▶ Short problem: Rename "rule" to "criterion" throughout the entries below, keeping every other part of the lines the same.

Collected data
## begin

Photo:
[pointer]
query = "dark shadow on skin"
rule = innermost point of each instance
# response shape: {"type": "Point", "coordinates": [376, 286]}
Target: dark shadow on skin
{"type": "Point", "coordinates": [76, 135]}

## end

▶ Answer to this problem:
Photo:
[pointer]
query = "dark shadow on skin"
criterion = innermost point of each instance
# response shape: {"type": "Point", "coordinates": [376, 286]}
Target: dark shadow on skin
{"type": "Point", "coordinates": [76, 135]}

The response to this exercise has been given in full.